### WORK REQUIRED
Print the data below line for line, keeping every character unchanged.
:: RECORDED INFORMATION
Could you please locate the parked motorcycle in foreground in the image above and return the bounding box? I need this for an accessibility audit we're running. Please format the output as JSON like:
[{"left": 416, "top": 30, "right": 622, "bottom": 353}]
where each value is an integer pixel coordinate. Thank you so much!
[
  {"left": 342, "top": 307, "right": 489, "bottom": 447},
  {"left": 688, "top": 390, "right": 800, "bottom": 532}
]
::::
### THE OUTPUT
Could you please locate the parked motorcycle in foreground in the image above and return the bounding box? I need this for an accessibility audit we're running. Please format the output as JSON like:
[{"left": 416, "top": 30, "right": 622, "bottom": 353}]
where each value is an integer pixel coordinate. Thank you so much!
[
  {"left": 342, "top": 307, "right": 489, "bottom": 447},
  {"left": 688, "top": 390, "right": 800, "bottom": 532}
]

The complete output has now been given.